Please reproduce verbatim the lines of the listing below, starting at the line that contains "dark shoe, reported" and ending at the listing's final line.
━━━━━━━━━━━━━━━━━━━━
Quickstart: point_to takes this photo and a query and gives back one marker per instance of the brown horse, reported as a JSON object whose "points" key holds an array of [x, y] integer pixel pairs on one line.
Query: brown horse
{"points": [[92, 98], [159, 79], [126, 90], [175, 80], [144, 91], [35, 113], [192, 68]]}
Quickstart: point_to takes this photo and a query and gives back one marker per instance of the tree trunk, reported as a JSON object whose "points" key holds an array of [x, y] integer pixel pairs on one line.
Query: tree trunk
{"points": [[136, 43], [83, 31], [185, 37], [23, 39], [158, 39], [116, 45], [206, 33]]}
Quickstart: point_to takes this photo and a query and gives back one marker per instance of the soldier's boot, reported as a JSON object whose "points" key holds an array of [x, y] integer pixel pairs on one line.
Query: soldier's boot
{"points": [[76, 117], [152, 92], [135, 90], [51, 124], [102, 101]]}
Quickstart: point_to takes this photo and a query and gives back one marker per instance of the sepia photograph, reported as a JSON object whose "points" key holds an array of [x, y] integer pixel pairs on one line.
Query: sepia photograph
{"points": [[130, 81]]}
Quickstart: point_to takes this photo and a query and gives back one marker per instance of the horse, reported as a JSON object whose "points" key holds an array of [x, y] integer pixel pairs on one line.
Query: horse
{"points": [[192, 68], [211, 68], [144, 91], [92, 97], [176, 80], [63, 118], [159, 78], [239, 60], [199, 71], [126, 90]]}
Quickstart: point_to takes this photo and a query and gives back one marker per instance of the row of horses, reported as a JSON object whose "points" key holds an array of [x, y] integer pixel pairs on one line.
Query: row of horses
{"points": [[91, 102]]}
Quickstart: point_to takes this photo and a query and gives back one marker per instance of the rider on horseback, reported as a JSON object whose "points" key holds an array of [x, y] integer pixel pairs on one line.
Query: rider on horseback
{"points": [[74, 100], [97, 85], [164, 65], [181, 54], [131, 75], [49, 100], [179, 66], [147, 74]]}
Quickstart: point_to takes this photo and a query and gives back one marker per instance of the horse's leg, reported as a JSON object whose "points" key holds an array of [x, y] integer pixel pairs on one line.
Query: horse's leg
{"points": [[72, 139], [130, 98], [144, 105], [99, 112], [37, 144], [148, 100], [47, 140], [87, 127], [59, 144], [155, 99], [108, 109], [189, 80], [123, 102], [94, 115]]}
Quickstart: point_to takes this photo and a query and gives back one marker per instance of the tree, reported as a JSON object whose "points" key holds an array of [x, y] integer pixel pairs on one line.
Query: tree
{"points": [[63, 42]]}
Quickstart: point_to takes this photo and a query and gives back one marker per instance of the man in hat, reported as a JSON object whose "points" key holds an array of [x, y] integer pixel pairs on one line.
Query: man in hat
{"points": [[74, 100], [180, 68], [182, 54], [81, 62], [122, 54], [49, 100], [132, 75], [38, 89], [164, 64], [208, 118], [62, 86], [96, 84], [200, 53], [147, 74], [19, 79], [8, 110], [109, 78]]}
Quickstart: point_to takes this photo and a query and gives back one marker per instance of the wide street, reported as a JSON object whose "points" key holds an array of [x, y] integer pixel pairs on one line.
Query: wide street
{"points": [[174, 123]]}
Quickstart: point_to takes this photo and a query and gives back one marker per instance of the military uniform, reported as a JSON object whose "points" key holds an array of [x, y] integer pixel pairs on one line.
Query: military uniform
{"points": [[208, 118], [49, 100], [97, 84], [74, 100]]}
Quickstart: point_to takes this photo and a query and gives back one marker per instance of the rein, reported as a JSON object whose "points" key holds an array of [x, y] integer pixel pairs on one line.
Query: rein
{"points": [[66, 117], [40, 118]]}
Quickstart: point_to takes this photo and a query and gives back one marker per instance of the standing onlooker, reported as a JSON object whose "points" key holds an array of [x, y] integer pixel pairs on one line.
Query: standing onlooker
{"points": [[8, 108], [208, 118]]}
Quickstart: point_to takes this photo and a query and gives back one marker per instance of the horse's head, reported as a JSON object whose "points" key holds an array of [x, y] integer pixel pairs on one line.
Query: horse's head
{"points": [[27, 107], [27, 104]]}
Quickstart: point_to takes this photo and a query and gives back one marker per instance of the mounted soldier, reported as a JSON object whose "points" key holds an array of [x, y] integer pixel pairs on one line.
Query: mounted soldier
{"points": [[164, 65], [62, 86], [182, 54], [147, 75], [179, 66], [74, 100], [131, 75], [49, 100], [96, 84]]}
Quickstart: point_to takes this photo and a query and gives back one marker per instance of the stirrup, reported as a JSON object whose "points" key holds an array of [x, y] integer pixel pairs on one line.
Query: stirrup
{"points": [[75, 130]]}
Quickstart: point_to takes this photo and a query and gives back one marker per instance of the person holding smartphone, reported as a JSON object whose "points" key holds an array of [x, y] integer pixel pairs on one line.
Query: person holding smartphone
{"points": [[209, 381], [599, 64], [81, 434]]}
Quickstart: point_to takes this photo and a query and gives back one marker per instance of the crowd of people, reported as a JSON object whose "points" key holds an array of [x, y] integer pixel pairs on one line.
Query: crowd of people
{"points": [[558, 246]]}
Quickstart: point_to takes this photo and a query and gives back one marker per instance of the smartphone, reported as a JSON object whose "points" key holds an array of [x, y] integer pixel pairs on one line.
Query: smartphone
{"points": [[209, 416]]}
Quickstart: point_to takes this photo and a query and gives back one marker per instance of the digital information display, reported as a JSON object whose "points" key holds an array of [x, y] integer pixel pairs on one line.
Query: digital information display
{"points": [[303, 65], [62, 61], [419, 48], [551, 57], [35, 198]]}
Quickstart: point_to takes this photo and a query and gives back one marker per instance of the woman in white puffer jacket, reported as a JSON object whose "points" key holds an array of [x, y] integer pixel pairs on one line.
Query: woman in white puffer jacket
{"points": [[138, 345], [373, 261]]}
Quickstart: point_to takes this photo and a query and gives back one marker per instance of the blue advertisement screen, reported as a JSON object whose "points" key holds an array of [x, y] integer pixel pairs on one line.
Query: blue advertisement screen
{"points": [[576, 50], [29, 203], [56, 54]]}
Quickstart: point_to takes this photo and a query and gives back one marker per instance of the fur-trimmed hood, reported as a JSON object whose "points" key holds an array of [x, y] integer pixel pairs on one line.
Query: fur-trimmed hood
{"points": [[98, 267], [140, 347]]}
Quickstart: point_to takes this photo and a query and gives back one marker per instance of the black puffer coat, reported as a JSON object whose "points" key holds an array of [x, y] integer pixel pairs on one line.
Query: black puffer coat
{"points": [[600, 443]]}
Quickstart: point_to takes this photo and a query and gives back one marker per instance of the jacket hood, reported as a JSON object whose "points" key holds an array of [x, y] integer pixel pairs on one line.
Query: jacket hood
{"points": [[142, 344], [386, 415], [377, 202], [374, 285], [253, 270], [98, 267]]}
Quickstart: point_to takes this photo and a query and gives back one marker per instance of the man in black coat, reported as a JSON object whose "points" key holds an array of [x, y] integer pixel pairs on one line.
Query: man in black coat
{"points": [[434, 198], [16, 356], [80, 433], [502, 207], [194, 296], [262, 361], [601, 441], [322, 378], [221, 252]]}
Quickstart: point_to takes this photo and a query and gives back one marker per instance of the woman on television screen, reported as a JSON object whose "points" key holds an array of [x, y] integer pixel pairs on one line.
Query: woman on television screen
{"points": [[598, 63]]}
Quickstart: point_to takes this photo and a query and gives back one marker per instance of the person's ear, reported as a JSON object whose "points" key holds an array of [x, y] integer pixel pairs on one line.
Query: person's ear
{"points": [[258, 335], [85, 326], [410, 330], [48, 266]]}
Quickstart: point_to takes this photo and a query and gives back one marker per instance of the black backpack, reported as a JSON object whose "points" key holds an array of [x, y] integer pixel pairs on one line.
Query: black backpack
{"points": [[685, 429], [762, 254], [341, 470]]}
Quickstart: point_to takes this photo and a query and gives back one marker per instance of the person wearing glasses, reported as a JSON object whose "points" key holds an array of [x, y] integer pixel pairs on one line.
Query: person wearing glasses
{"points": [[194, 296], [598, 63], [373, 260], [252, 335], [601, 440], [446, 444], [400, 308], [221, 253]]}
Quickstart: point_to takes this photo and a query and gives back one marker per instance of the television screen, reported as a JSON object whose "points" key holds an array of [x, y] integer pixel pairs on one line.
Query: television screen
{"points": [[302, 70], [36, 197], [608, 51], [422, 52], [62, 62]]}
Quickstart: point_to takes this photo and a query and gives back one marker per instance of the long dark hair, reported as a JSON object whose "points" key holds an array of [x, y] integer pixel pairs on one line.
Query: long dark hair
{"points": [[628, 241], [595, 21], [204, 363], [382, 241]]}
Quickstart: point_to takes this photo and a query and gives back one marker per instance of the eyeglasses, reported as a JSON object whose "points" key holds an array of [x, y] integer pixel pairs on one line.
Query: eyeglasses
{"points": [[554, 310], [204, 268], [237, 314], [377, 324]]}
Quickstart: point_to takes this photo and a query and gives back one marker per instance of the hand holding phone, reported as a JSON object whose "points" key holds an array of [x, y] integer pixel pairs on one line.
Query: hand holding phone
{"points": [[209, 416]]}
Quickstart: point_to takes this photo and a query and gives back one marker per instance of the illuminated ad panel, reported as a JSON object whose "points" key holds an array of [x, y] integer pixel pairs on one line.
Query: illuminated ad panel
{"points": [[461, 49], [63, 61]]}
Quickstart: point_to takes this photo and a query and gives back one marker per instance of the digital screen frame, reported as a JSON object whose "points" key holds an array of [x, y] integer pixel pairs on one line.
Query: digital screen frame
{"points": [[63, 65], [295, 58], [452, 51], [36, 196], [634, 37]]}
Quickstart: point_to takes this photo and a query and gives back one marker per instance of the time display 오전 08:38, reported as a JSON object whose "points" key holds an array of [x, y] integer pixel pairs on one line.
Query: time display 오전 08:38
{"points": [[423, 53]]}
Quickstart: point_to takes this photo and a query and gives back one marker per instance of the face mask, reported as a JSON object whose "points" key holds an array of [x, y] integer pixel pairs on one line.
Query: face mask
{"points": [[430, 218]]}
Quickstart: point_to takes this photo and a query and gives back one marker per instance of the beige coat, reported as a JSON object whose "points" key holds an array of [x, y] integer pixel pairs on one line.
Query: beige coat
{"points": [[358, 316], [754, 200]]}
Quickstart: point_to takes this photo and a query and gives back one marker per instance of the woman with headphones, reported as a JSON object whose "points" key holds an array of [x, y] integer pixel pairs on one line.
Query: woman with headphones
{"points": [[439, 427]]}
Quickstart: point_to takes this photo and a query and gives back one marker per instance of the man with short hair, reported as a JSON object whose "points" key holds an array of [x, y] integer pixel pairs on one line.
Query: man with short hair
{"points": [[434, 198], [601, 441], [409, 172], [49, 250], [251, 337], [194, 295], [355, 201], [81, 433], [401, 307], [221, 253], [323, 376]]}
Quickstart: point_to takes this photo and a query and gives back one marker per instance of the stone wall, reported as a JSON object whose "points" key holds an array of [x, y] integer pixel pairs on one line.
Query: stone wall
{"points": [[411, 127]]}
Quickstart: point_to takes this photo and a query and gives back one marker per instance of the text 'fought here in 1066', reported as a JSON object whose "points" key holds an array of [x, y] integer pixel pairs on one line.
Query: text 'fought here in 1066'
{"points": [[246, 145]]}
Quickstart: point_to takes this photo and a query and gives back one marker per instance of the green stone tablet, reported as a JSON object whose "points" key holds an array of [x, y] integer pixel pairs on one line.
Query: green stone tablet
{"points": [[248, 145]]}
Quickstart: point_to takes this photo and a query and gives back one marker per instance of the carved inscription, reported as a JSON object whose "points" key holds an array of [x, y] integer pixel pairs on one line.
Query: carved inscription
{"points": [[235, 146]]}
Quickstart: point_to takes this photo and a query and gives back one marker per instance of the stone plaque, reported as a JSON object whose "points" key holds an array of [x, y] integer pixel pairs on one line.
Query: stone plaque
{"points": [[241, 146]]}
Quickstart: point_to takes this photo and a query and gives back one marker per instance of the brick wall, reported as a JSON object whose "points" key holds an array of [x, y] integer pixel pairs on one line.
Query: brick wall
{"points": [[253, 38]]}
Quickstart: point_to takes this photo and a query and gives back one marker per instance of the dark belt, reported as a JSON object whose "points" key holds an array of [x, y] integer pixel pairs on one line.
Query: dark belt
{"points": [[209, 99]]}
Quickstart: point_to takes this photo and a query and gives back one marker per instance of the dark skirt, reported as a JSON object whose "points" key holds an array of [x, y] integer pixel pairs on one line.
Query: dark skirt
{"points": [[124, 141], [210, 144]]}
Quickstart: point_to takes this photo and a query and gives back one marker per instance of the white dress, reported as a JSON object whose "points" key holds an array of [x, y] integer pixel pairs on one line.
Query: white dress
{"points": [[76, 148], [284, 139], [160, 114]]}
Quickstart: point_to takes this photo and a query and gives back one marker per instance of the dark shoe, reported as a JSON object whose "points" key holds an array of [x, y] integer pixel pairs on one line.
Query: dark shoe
━━━━━━━━━━━━━━━━━━━━
[THE ANSWER]:
Quickstart: point_to takes this photo and a query and gives back one marker per instance of the dark shoe, reported as a JSON object whose "points" key holds an array of [x, y] integer pixel pairs on one line.
Query: dark shoe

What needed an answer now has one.